### Stated task
Copy every line of the entries, unchanged, starting at the line that contains "For the benchmark, point to the hanging" and continuing through the last line of the entries.

(Entries from a pointing dataset)
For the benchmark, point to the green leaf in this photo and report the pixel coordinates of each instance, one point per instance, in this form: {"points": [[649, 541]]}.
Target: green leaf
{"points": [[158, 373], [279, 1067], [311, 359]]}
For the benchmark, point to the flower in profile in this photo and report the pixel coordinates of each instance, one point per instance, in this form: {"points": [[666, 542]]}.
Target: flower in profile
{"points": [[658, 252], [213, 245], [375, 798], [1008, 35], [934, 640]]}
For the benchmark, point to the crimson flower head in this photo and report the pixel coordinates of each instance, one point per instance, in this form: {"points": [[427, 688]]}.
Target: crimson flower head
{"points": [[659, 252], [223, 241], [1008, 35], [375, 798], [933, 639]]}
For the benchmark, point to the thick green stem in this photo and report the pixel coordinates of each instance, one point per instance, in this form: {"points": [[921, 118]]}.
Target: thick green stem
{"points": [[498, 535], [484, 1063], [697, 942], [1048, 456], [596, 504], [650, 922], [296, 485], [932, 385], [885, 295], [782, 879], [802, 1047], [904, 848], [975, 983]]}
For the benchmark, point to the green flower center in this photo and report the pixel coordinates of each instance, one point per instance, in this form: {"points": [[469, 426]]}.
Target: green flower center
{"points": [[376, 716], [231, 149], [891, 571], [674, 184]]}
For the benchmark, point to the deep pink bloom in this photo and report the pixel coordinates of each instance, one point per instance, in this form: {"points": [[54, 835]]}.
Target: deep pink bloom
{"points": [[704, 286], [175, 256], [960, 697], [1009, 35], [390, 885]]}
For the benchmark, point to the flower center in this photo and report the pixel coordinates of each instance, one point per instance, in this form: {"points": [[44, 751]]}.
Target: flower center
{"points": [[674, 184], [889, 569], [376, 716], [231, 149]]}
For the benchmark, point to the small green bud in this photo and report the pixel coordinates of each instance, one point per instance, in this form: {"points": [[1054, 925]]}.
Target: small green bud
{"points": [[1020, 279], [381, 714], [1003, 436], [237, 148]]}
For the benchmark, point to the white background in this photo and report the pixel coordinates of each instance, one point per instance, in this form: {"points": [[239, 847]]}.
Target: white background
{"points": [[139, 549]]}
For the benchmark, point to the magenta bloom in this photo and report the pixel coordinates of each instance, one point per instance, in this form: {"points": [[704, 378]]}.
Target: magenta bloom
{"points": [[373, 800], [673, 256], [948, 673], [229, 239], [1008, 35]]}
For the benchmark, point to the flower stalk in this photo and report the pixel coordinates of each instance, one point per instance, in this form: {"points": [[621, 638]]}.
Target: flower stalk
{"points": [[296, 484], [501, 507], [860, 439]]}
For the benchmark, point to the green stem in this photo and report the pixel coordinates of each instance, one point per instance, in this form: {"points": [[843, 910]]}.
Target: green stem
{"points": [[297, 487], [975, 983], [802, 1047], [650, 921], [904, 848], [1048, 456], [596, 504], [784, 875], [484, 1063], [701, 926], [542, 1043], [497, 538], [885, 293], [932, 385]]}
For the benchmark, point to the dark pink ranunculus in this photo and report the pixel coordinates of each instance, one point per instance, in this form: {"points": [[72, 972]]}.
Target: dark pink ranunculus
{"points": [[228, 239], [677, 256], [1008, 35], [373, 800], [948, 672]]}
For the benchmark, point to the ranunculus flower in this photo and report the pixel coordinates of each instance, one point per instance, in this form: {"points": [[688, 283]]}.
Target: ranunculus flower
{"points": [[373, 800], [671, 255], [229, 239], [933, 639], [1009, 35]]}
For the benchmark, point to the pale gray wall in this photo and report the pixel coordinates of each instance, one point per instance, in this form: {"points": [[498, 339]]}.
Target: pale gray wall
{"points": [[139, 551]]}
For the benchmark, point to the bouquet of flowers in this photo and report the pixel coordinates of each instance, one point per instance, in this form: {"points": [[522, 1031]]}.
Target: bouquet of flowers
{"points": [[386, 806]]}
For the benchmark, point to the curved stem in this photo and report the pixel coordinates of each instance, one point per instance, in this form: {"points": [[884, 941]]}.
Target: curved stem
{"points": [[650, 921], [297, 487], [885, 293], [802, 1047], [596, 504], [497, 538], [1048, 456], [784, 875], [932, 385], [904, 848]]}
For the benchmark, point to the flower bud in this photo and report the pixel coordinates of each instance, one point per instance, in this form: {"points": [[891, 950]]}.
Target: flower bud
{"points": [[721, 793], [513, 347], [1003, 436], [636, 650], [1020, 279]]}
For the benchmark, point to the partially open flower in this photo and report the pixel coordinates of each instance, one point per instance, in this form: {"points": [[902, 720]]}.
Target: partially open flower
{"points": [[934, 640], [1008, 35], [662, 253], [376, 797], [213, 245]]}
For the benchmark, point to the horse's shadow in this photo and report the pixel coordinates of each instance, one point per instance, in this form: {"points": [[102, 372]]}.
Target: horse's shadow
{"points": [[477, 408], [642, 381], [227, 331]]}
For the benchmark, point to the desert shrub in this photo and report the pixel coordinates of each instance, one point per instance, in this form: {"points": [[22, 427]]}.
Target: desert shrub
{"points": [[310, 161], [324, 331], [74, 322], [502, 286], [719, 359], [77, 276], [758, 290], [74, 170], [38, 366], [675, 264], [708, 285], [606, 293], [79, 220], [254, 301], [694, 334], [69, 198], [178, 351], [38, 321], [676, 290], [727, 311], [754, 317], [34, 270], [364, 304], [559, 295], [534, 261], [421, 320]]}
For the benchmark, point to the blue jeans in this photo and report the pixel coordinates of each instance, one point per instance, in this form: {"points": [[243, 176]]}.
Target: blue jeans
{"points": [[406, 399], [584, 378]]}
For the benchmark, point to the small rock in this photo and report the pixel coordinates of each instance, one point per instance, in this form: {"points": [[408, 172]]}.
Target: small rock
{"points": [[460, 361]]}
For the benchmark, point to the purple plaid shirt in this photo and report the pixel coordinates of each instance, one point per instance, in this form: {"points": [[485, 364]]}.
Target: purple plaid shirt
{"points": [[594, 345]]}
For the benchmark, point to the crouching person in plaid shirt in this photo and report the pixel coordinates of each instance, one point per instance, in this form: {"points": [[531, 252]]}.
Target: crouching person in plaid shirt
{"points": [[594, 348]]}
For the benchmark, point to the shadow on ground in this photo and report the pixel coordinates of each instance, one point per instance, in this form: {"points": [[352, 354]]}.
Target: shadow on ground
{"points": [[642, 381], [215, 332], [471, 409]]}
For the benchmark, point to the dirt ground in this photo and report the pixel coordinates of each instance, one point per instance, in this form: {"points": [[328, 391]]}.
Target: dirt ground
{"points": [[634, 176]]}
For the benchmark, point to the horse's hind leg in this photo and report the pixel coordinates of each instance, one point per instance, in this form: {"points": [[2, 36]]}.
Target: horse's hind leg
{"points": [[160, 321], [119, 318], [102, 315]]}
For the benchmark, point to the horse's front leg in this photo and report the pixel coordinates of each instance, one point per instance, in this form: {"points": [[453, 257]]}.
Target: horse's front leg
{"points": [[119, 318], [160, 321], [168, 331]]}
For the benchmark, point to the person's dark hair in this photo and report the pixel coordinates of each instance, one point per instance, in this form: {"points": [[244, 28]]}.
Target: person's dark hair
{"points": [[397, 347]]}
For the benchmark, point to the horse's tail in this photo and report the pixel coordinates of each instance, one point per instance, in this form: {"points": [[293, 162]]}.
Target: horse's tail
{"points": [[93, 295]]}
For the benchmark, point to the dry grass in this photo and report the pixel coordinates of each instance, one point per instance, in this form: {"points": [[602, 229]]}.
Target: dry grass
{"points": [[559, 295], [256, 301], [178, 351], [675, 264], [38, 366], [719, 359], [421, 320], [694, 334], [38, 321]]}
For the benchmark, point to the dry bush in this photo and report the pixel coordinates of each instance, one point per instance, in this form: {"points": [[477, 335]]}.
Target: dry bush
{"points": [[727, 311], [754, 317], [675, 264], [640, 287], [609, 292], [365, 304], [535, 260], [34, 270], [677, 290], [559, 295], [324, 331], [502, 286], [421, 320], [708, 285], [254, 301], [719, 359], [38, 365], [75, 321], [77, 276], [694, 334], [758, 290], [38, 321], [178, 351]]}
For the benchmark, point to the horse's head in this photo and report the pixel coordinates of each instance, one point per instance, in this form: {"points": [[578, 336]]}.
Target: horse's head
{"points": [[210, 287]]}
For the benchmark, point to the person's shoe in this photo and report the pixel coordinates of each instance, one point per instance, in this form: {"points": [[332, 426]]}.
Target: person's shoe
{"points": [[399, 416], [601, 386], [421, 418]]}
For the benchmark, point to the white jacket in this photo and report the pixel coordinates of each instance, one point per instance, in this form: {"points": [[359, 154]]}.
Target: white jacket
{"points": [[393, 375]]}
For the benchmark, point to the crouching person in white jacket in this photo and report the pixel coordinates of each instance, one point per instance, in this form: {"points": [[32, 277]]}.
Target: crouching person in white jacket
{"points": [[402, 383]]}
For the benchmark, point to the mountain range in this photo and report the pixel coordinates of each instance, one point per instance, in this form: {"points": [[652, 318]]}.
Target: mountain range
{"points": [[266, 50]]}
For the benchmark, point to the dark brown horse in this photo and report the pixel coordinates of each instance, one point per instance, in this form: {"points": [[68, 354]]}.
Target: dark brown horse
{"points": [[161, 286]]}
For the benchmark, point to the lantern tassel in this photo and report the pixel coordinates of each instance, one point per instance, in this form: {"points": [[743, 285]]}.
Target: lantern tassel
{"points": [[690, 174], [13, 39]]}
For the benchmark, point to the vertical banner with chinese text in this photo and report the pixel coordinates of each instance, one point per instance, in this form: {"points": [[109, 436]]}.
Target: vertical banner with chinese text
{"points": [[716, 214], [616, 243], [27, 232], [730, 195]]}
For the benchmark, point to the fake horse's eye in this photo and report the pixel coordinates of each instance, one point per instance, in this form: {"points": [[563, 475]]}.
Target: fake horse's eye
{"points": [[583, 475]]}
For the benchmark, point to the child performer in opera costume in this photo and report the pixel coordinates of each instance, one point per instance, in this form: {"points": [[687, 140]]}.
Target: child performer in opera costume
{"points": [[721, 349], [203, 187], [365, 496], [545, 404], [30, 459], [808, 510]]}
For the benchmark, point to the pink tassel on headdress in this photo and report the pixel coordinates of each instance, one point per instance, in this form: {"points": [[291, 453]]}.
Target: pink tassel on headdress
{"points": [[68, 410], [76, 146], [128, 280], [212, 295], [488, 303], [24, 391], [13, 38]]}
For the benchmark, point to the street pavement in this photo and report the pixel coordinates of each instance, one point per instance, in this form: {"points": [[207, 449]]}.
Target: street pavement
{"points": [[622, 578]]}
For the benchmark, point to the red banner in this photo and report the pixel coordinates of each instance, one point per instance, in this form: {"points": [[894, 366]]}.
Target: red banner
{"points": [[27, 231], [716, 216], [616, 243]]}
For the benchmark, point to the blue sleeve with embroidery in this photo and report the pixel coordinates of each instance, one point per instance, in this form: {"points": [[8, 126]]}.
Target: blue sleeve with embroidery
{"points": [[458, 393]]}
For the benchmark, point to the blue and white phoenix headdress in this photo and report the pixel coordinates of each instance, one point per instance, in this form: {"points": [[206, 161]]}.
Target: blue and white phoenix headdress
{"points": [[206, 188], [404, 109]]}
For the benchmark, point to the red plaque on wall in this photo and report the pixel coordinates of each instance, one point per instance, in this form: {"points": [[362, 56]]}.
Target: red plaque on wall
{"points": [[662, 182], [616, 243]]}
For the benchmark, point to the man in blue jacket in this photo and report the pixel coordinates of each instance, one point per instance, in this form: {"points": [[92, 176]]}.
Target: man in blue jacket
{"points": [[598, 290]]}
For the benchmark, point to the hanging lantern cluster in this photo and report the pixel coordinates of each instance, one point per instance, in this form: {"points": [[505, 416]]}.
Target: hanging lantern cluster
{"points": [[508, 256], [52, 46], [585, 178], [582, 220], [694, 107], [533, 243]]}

### Reply to the task
For the benchmark, point to the hanging lantern cluster in this photo and report the pixel coordinates of each instance, one point per instance, in this form: {"points": [[505, 416]]}.
Target: hanging lantern cluster
{"points": [[508, 256], [52, 46], [585, 178], [582, 220], [694, 107], [533, 243]]}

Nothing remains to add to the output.